» **Stated goal**: Write out, unchanged, the lines from the one holding "Where can you see the damaged" to the close of the listing. Both the first and last lines belong in it.
++++ Source data ++++
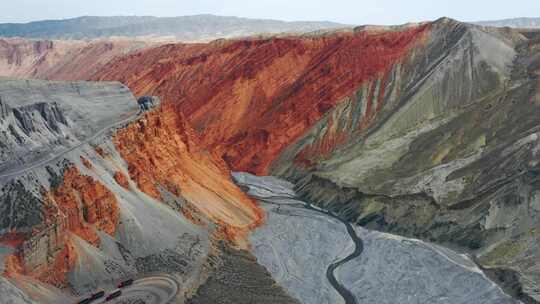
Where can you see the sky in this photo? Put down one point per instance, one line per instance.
(344, 11)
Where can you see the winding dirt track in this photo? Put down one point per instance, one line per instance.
(159, 289)
(42, 162)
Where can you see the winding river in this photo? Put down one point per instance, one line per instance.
(345, 293)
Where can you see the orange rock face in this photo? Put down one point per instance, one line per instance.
(249, 99)
(163, 152)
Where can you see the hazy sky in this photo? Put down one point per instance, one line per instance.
(345, 11)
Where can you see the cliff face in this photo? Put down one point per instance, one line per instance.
(164, 156)
(427, 131)
(98, 194)
(250, 99)
(60, 60)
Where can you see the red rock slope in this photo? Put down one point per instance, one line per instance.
(249, 99)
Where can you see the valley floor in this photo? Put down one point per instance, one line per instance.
(297, 245)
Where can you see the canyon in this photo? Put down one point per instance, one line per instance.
(367, 164)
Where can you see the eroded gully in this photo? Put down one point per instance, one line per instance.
(346, 294)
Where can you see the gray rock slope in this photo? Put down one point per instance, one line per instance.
(452, 156)
(513, 22)
(297, 245)
(49, 126)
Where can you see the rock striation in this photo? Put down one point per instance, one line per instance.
(93, 193)
(427, 130)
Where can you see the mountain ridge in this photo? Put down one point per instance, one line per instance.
(187, 28)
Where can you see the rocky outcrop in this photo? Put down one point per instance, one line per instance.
(185, 28)
(250, 99)
(427, 130)
(60, 60)
(164, 157)
(102, 196)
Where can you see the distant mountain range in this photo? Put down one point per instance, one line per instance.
(197, 27)
(513, 22)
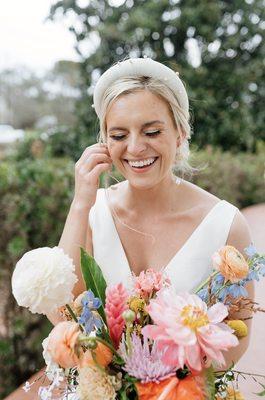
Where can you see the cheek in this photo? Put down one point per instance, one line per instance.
(114, 149)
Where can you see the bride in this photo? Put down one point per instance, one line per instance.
(153, 218)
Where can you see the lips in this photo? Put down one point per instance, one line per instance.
(141, 168)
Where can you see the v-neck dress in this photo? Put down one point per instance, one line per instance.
(186, 270)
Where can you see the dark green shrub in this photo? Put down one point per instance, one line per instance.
(34, 198)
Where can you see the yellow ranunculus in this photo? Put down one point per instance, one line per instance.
(239, 326)
(231, 263)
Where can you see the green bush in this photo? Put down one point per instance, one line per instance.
(34, 198)
(35, 195)
(237, 178)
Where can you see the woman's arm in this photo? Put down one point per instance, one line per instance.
(77, 233)
(240, 238)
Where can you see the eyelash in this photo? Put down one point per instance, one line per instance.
(150, 134)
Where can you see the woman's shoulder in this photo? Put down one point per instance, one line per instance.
(239, 235)
(196, 196)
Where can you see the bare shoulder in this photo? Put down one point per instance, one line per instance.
(198, 197)
(239, 235)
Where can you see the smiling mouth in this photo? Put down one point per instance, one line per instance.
(141, 164)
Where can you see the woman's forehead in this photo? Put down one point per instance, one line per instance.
(144, 107)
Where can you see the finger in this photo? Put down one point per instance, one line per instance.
(93, 160)
(95, 173)
(92, 150)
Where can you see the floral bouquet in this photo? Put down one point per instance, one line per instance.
(146, 342)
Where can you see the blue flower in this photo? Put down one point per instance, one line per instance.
(203, 294)
(236, 290)
(250, 250)
(89, 318)
(217, 282)
(90, 301)
(253, 275)
(262, 269)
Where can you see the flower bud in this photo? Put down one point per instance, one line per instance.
(128, 315)
(92, 343)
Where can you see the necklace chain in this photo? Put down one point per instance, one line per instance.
(178, 181)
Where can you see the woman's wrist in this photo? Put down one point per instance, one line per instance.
(80, 206)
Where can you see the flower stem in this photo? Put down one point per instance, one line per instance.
(95, 361)
(98, 339)
(128, 340)
(74, 316)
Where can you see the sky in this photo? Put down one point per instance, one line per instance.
(25, 39)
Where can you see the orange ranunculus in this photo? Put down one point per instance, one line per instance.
(62, 342)
(191, 388)
(102, 353)
(232, 394)
(164, 390)
(231, 263)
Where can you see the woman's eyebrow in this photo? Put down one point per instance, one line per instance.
(146, 124)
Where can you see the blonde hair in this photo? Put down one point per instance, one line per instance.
(127, 85)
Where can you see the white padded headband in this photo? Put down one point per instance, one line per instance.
(141, 67)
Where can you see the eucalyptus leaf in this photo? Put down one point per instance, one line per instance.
(262, 393)
(94, 279)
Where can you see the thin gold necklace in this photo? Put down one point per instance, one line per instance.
(178, 181)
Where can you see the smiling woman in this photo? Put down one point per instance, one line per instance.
(153, 218)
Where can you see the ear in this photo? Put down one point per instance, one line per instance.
(181, 136)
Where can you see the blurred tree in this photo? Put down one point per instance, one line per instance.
(215, 45)
(28, 100)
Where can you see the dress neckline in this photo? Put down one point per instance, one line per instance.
(177, 254)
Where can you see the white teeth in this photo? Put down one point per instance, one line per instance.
(142, 162)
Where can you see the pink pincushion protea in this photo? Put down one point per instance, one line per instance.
(116, 304)
(149, 282)
(188, 330)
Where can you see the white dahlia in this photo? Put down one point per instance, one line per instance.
(43, 280)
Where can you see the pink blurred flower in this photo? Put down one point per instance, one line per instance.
(149, 282)
(188, 330)
(116, 304)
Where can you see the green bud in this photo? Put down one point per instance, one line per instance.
(92, 343)
(128, 316)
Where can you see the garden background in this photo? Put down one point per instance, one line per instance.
(217, 48)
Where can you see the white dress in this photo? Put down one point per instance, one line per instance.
(189, 266)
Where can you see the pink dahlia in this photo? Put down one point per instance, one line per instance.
(149, 282)
(144, 363)
(116, 304)
(188, 330)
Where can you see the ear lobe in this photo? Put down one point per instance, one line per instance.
(181, 137)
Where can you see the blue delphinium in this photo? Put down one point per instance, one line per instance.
(250, 251)
(204, 295)
(89, 318)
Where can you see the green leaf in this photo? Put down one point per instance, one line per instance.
(262, 393)
(94, 279)
(210, 383)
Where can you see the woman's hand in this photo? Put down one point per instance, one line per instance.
(94, 160)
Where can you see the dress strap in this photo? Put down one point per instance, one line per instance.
(107, 248)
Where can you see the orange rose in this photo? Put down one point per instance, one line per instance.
(77, 304)
(164, 390)
(231, 263)
(102, 353)
(232, 394)
(62, 342)
(191, 388)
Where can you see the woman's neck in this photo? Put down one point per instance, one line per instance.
(154, 200)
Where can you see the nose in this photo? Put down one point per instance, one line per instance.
(136, 144)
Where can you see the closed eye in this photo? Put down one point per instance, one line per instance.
(149, 133)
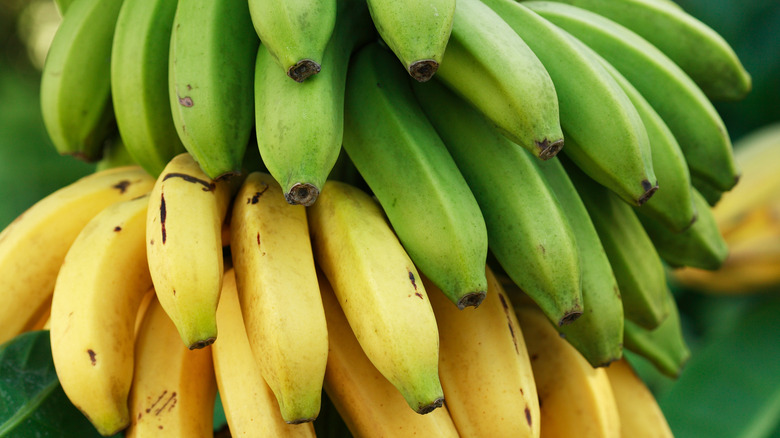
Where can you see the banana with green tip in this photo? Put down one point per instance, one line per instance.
(489, 65)
(301, 125)
(139, 82)
(399, 154)
(609, 141)
(210, 82)
(417, 32)
(527, 231)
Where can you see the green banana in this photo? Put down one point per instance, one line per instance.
(700, 51)
(76, 85)
(417, 32)
(301, 125)
(700, 246)
(595, 112)
(139, 82)
(527, 231)
(295, 32)
(677, 99)
(210, 74)
(637, 267)
(403, 160)
(487, 64)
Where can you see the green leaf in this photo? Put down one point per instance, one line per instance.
(32, 402)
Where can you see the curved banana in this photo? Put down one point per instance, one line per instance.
(407, 166)
(295, 33)
(575, 399)
(99, 288)
(417, 32)
(210, 77)
(280, 298)
(301, 125)
(76, 79)
(367, 402)
(250, 405)
(173, 388)
(489, 65)
(527, 230)
(184, 247)
(608, 139)
(34, 245)
(501, 401)
(379, 290)
(139, 82)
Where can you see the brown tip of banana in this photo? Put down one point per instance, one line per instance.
(302, 194)
(423, 70)
(549, 149)
(303, 69)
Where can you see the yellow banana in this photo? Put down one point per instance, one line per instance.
(33, 246)
(279, 294)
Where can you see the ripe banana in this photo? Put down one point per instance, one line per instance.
(677, 99)
(635, 262)
(408, 168)
(184, 247)
(700, 51)
(598, 333)
(609, 141)
(494, 403)
(280, 298)
(527, 230)
(75, 84)
(295, 33)
(173, 388)
(417, 32)
(491, 67)
(301, 125)
(101, 284)
(379, 290)
(366, 401)
(139, 82)
(33, 246)
(640, 415)
(250, 405)
(575, 399)
(210, 74)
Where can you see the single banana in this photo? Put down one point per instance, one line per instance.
(379, 290)
(280, 297)
(699, 50)
(640, 415)
(498, 402)
(609, 140)
(677, 99)
(528, 233)
(635, 262)
(99, 288)
(76, 80)
(210, 74)
(173, 388)
(250, 406)
(417, 32)
(366, 401)
(184, 247)
(34, 245)
(295, 33)
(575, 399)
(301, 125)
(598, 333)
(408, 168)
(489, 65)
(139, 82)
(700, 246)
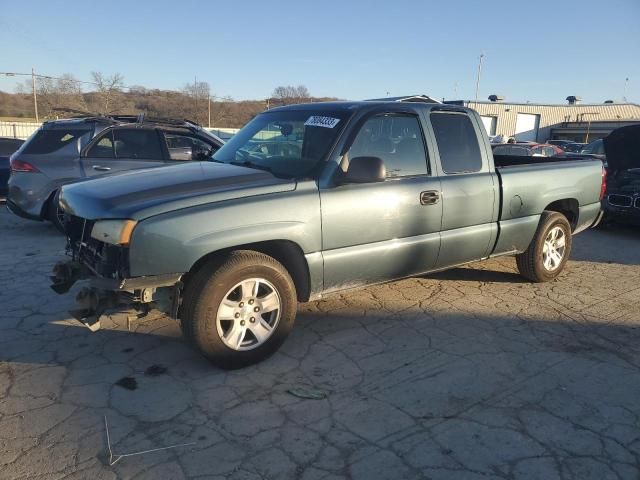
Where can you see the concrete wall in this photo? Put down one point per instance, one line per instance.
(25, 129)
(18, 129)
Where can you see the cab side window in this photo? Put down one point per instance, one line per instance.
(103, 148)
(397, 140)
(457, 142)
(138, 144)
(185, 147)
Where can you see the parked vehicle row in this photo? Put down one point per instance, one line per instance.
(622, 202)
(66, 151)
(311, 199)
(528, 149)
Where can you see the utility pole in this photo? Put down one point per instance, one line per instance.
(626, 84)
(479, 73)
(35, 98)
(195, 96)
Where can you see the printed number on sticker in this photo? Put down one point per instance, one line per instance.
(318, 121)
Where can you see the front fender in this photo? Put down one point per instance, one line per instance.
(175, 241)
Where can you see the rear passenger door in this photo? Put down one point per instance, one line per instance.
(469, 189)
(121, 149)
(373, 232)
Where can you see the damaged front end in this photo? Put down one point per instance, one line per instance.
(110, 289)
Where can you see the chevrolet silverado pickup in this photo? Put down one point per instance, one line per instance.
(311, 199)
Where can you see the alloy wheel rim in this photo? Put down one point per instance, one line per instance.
(248, 314)
(554, 249)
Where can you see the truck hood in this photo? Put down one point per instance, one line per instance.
(140, 194)
(622, 147)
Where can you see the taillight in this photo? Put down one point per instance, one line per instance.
(20, 166)
(603, 186)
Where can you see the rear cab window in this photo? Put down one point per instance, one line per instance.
(396, 139)
(457, 142)
(48, 140)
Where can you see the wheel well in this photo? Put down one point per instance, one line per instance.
(288, 253)
(569, 207)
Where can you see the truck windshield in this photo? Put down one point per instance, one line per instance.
(288, 143)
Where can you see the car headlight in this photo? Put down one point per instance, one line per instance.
(115, 232)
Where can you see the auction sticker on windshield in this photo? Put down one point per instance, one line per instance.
(318, 121)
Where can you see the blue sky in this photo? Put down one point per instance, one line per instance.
(538, 51)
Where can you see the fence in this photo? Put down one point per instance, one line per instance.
(25, 129)
(18, 129)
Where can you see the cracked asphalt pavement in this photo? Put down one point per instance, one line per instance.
(466, 374)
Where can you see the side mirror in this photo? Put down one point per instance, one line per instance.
(199, 153)
(365, 170)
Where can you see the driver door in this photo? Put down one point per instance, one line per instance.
(375, 232)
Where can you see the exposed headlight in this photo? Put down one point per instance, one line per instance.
(116, 232)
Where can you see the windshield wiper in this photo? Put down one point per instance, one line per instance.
(250, 164)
++++
» **Problem solution**:
Where can you see the damaged front end in this photo? Put down one point per instance, one line per instance.
(110, 289)
Where can you see the chevrolet silverado pickup in this photo? Put down one point per instance, one line per instance.
(311, 199)
Where can you see the alloy wheel rim in this photo? Put down one point per instance, one line per instance.
(248, 314)
(554, 249)
Where can you see the truck hood in this photo? Put down one point per instance, one line per instance.
(140, 194)
(622, 147)
Where can you see the taillight in this photo? Put down one point per instance, one line per instance.
(20, 166)
(603, 186)
Where can you see the rear cab window in this photo? Put down one point per instance, one line per instance.
(396, 139)
(457, 142)
(48, 140)
Where can you see the wheel well in this photo? Put down one point per instance, one line per instance.
(288, 253)
(569, 207)
Where can you see the truck windshield in this photo? Put down one point per instance, one line per instance.
(288, 143)
Where can you see the car headlight in this photo? Put down one point per instance, one line per instance.
(115, 232)
Where can you see the auction sticker on windshield in this photo? Put down one point per instance, one line per instance.
(318, 121)
Where can you see the blue sky in this photo? Put down one point per instance, one line per instance.
(538, 51)
Where can you see the fence in this photo? Put down one point per instance, one line per instance.
(25, 129)
(18, 129)
Where can you see the cracked asphalt pavement in this photo? Put down one point per instance, one line per instance.
(466, 374)
Where can you see the side mirror in this photo? Put down one point per instance, one line per instance.
(199, 153)
(365, 170)
Where can you see the driver door in this photo? Put down one point per instance, one line per instance.
(375, 232)
Where can you see the exposed headlight in this photo? Put down one point per instance, one line per instance.
(116, 232)
Where can you see the windshield wiper in this photo? Put down one point per instance, one line per instance.
(250, 164)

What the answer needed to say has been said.